__Description of the task__
Bring together every line in the data that includes "standing".

__Provided information__
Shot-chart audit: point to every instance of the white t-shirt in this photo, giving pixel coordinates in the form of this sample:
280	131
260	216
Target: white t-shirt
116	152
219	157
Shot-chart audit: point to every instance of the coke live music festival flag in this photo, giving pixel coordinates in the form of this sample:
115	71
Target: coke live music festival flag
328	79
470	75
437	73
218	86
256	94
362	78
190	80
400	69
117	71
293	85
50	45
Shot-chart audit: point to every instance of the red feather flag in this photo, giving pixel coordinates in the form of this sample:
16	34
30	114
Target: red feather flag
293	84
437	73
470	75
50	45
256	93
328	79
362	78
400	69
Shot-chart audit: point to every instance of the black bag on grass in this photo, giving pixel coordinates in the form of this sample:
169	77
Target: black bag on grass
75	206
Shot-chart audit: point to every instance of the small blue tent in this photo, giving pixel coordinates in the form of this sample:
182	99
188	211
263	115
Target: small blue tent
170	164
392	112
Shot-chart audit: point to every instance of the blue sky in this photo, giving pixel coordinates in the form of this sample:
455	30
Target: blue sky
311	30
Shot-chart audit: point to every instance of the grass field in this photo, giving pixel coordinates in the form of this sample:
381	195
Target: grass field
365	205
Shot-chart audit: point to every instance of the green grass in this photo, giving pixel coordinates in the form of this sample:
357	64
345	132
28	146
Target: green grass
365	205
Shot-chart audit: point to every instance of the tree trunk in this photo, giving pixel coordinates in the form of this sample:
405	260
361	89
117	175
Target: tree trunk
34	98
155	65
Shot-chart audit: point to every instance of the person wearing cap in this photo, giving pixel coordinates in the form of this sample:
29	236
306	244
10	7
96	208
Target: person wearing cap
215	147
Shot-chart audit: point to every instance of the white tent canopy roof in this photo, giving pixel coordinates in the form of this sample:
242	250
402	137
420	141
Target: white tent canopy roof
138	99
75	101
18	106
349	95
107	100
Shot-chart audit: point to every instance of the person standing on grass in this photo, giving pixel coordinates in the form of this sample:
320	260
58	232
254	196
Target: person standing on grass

__Worked solution__
Shot-chart audit: point to every instance of the person standing on grass in this photo, giving pixel coordinates in the form of this sample:
Target: person standing on grass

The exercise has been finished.